**練習問題:**
A – 遺言執行者についての文章に照らして、次の(i)〜(iii)が内容と合うかを「はい」か「いいえ」で答え、決め手となる本文の語句をそのまま引用せよ。
(i) 遺言執行者は必ず選任しなければならない。
(ii) 相続人は遺言執行者の行為を妨げることができない。
(iii) 相続廃除を遺言で行う場合は、遺言執行者でなければ手続きができない。
B – 遺言執行者についての文章の続きを、本文の最後の一文の後から書き継げ。

**対象の文章:**
- - - -

遺言は亡くなった人の最期の意思を尊重するために重要な役割を担います。その意思を適切に実現するには、遺言執行者の選任が欠かせません。この記事では、遺言執行者とは何か、どのような役割を果たすのか、選任方法やメリット、注意点などを詳しく解説しています。遺言を実行する上で遺言執行者の重要性が理解でき、適切な遺言執行者選びのポイントが分かる内容となっていますので、ぜひ参考にしてください。

 

遺言執行者とは

遺言執行者とは、被相続人(亡くなった人)の遺言に従って、遺産の分割や遺産相続手続きを行う人のことです。遺言書に遺言執行者が指定されている場合は、その人が遺言執行者となります。遺言執行者の選任は義務付けられていません。従って、遺言執行者を立てるか否かは遺言者(被相続人)または相続人の意思によるところとなります。

遺言執行者の役割

遺言執行者の主な役割は以下の通りです。

・相続人に遺言内容を通知したり財産目録を作成し交付したりする

・被相続人の財産を調査・管理する

・遺言の内容に従って遺産を分割し、相続人に遺産を引き渡す

遺言執行者は、公正中立な立場から遺言の実現を図ります。また、相続人は遺言執行者の行為を妨げることはできず、遺言執行者は相続人の利益に反することであっても遺言書の内容を実現しなければなりません。

上記のほか、遺言執行者でなければ行えない手続きもあります。それは次の2つです。

・非嫡出子の認知を遺言で行う場合

・相続廃除を遺言で行う場合

非嫡出子とは、婚姻していない配偶者との間に生まれた子どもです。非嫡出子は法定相続人とならず、遺産をもらう権利がありませんが、遺言書によって認知することで相続人の権利が与えられます。この手続きは遺言執行者でなければできません。

- - - -

**収集データ:**
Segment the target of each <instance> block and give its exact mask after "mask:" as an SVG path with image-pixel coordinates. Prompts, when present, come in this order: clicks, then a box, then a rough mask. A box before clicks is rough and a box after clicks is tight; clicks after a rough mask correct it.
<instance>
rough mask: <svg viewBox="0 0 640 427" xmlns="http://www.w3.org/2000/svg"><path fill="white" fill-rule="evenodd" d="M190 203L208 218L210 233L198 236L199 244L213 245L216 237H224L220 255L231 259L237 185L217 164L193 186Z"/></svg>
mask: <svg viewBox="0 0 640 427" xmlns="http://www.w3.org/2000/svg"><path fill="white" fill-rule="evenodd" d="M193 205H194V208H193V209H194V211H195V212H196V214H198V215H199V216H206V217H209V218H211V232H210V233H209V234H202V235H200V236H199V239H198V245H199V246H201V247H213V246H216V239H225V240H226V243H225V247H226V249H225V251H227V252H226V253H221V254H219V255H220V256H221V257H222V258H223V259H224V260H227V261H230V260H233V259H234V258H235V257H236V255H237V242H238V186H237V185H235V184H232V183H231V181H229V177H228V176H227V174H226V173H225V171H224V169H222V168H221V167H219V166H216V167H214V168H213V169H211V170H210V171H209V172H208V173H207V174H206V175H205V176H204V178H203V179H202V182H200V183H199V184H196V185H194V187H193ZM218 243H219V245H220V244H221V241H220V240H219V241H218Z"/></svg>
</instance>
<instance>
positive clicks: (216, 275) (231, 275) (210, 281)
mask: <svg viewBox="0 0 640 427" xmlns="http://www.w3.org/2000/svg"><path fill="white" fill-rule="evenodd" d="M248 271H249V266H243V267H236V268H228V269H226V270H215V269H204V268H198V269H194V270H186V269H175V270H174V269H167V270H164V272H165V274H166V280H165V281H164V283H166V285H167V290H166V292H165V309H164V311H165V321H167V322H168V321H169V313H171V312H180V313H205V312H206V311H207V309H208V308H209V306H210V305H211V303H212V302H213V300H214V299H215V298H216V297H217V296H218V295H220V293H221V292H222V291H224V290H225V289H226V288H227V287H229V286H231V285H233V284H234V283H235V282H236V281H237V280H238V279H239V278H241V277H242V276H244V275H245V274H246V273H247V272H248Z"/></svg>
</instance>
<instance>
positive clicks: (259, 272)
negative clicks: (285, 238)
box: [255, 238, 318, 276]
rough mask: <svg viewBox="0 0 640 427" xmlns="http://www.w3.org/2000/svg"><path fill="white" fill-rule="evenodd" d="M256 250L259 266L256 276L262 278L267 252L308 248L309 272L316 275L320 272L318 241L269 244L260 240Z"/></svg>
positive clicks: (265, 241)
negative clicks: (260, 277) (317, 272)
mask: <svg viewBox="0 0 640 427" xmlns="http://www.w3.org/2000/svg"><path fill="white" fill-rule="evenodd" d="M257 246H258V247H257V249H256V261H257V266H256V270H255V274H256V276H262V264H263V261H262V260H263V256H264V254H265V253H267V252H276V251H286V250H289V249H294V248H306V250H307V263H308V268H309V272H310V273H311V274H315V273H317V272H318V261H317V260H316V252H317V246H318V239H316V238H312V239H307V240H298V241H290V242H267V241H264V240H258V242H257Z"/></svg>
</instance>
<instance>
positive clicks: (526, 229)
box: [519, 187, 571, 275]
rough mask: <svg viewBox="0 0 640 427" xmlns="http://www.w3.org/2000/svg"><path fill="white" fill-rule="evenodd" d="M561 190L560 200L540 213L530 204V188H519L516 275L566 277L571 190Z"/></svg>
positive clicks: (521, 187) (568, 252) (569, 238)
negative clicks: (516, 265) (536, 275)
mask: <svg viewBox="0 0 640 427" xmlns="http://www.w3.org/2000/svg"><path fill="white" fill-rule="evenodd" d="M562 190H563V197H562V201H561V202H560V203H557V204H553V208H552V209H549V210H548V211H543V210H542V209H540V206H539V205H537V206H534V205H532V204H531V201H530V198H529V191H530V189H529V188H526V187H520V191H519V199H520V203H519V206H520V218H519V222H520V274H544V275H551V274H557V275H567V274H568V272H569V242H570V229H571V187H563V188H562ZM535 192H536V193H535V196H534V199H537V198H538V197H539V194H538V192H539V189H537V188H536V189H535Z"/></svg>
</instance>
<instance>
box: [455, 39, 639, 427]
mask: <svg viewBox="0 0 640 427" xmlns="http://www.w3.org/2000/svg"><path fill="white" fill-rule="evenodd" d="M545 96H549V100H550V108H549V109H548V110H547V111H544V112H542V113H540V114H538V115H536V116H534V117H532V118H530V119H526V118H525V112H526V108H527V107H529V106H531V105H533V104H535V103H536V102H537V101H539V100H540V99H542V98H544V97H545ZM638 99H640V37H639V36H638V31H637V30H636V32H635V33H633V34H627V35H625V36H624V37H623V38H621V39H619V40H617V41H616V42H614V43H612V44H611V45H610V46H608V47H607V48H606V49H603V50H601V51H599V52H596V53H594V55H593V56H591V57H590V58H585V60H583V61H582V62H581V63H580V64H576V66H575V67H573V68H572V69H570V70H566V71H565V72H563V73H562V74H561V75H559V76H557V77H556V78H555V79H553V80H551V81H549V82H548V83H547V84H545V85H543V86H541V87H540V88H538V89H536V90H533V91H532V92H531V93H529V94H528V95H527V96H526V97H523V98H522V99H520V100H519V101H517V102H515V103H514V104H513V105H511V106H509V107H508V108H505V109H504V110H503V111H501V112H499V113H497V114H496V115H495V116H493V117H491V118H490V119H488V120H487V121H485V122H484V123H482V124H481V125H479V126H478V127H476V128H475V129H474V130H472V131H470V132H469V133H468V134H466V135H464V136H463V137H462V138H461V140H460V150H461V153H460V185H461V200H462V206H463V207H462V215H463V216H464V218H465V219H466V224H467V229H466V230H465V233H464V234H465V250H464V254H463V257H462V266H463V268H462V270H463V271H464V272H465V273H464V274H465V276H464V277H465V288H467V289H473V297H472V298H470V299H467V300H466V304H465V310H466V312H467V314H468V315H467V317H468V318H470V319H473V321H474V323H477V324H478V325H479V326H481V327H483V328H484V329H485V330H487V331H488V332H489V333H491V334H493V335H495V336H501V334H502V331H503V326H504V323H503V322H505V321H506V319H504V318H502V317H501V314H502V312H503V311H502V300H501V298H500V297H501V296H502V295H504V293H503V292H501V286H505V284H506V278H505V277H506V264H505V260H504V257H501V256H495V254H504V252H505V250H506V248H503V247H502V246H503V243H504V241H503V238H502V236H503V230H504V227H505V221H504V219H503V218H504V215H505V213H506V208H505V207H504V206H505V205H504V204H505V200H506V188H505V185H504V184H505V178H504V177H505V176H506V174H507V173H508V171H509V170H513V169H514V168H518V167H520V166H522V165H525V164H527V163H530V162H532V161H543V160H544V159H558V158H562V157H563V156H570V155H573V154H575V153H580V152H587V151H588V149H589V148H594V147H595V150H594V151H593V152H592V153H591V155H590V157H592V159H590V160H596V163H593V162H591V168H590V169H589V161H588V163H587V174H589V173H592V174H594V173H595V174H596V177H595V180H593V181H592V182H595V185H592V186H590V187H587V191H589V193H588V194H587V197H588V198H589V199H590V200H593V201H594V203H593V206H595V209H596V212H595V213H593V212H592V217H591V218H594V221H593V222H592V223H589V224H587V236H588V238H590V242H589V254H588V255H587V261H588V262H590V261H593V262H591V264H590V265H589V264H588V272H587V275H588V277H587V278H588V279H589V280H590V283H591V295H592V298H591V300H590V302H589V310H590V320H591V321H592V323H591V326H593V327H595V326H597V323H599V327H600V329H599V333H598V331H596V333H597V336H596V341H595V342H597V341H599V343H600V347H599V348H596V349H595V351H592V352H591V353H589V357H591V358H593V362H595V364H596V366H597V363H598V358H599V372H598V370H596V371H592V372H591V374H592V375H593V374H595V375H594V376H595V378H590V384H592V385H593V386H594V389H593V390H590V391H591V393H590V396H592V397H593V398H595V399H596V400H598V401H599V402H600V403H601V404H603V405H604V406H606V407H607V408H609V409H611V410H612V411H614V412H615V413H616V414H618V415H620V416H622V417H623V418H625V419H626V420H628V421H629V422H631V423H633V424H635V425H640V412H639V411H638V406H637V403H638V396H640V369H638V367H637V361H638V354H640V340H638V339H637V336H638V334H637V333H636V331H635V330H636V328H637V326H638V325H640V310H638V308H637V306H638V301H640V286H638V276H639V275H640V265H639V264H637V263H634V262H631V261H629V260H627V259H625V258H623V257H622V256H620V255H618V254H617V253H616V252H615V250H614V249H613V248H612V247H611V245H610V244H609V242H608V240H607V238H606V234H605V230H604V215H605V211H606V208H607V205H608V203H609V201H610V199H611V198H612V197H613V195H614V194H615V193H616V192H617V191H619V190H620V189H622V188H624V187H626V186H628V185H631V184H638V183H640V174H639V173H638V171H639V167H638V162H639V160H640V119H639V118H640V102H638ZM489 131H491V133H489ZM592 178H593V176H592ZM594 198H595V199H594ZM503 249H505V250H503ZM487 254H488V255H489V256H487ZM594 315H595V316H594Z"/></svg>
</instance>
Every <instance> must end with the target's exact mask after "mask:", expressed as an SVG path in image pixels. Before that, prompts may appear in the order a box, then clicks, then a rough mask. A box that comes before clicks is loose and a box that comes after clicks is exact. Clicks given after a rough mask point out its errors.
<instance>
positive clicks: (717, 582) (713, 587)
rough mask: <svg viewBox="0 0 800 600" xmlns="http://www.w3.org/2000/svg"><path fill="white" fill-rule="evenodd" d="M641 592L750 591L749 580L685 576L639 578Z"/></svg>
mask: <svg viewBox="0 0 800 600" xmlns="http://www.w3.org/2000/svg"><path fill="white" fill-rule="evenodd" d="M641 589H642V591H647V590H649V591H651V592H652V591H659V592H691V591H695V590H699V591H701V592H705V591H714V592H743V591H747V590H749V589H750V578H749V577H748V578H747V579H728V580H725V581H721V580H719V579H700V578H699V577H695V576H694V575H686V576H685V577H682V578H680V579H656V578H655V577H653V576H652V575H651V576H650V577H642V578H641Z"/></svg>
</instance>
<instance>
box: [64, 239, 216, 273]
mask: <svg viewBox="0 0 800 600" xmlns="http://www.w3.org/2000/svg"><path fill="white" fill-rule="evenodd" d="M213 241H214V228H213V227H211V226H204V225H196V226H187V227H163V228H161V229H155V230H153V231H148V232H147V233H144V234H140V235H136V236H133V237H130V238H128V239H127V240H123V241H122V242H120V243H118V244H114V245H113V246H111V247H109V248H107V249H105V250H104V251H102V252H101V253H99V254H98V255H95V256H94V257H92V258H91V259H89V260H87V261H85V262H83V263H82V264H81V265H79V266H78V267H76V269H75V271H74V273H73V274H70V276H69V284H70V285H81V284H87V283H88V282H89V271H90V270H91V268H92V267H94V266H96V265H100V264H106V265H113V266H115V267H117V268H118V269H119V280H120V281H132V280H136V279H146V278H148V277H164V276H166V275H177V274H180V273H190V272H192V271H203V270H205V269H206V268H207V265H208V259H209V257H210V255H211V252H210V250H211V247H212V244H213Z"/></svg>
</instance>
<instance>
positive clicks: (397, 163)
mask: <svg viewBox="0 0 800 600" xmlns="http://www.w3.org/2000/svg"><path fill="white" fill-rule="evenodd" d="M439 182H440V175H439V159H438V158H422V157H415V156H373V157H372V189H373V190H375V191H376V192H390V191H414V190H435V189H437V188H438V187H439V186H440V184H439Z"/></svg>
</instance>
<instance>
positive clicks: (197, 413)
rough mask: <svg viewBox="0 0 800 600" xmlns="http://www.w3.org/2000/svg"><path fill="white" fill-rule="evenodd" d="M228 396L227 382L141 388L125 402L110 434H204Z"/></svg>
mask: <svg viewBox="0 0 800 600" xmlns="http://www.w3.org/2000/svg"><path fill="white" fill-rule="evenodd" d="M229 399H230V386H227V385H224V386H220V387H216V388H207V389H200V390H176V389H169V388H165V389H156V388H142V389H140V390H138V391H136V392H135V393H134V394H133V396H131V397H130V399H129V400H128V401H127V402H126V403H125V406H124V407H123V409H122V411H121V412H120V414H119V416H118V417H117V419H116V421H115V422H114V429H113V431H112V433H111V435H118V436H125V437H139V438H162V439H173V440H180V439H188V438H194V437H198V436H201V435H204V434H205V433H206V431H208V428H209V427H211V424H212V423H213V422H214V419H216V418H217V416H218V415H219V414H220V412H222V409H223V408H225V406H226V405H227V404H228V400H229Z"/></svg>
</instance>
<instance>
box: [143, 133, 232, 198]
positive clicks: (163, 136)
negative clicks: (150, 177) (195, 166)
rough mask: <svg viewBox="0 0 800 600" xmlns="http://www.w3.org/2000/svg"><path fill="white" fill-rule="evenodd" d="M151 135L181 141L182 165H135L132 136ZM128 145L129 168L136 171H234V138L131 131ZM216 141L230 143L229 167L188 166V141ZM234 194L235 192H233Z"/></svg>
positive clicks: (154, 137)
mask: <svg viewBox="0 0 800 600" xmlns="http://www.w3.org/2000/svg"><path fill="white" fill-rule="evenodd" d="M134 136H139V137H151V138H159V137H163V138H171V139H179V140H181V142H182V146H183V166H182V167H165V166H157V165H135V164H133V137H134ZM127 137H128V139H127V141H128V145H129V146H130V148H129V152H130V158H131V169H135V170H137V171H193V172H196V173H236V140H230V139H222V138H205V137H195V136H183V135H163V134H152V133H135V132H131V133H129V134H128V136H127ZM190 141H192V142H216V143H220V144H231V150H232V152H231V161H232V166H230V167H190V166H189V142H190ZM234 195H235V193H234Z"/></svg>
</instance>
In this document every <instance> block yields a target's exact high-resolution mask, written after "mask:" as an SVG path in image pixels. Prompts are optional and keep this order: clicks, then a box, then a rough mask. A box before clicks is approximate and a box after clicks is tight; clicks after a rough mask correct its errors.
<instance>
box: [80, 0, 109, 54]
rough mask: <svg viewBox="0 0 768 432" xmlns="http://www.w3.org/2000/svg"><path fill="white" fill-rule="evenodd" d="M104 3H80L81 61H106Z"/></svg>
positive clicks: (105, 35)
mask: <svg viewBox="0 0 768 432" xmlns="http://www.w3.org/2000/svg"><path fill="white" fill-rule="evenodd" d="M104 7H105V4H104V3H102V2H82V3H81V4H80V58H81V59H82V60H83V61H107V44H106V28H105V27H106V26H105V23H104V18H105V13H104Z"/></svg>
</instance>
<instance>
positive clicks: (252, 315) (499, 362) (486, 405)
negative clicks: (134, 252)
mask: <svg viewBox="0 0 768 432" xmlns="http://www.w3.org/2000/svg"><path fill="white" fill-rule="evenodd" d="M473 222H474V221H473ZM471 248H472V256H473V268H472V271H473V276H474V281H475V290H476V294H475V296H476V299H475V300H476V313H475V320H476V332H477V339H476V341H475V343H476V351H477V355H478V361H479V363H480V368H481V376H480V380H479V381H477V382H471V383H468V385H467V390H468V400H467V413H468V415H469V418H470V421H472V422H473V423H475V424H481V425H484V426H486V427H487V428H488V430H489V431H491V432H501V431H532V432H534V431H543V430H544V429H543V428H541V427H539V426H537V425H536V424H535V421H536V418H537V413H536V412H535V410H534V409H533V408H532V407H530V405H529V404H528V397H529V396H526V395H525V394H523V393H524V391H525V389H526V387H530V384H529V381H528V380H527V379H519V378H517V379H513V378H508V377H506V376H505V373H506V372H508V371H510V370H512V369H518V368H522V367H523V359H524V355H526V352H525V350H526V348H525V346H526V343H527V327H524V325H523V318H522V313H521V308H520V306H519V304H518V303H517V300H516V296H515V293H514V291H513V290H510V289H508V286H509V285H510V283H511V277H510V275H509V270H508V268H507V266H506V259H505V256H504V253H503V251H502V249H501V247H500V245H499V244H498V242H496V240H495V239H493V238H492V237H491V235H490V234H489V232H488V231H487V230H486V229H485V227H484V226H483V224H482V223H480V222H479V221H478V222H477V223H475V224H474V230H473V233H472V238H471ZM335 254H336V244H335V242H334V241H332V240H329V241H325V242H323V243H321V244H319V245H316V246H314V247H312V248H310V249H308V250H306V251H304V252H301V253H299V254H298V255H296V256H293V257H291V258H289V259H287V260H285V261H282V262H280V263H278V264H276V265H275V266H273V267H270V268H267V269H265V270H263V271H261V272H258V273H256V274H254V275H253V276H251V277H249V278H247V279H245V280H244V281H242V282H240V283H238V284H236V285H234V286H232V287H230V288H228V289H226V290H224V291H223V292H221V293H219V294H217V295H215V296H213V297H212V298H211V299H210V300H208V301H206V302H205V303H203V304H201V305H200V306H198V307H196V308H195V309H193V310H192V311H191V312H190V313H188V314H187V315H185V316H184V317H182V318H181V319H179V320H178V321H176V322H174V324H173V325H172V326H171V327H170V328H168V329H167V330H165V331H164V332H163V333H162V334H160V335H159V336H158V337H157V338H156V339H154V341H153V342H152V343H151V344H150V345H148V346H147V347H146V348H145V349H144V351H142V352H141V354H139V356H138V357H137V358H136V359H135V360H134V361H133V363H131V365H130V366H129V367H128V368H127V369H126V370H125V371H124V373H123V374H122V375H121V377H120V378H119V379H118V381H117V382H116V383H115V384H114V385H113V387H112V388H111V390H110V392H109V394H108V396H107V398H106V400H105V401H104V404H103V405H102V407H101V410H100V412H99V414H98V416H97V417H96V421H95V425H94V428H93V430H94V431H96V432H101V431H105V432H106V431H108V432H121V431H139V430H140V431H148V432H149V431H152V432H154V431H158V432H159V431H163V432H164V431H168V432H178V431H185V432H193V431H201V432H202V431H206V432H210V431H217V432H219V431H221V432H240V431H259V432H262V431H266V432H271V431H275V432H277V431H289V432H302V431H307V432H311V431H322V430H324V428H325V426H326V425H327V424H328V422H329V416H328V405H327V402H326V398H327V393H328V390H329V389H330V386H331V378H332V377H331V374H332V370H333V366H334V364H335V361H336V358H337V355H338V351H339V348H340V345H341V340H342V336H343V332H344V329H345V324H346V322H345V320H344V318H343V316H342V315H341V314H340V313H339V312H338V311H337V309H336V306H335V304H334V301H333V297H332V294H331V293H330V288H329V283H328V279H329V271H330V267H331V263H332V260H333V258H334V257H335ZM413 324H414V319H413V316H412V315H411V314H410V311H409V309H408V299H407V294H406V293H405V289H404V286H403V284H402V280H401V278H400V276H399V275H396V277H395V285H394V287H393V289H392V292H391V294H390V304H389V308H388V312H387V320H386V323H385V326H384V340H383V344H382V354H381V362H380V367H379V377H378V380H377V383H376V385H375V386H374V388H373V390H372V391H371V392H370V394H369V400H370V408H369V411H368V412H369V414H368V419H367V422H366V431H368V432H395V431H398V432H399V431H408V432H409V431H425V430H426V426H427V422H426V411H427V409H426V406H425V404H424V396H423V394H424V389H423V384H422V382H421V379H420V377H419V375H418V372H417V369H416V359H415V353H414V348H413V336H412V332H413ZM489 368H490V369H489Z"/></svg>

- - - -

**解答:**
A –
(i) いいえ。「遺言執行者の選任は義務付けられていません。」
(ii) はい。「相続人は遺言執行者の行為を妨げることはできず」
(iii) はい。「遺言執行者でなければ行えない手続きもあります。」「・相続廃除を遺言で行う場合」

B –
相続廃除とは、特定の相続人から相続人としての地位を奪うことを言います。例えば、被相続人が生前にその相続人から虐待を受けていたといった場合です。この相続廃除の手続きも遺言執行者のみが行えます。

 

遺言執行者となれる人

遺言執行者は成人であって破産者でなければ、個人か法人かを問わず誰でもできます。弁護士や司法書士といった資格も不要です。ただし、遺言執行者はさまざまな法律行為を行わなければならず、全く手続きを知らない人が選任されるとかなりの負担となるでしょう。遺言書で遺言執行者を選任する際には、そうした手続きのことも考慮する必要があります。

相続人は遺言執行者となれるか

相続人も未成年者や破産者でなければ、遺言書で指定して遺言執行者とすることが可能です。ただし、相続人が遺言執行者となると、他の相続人との関係で争いとなる可能性が高く、あまりおすすめできません。相続人を遺言執行者に指定する場合は、遺言執行者が自分に有利なように遺言書作成に関与したのではないかと、他の相続人から懐疑的に見られないよう、遺言書作成においても配慮が必要です。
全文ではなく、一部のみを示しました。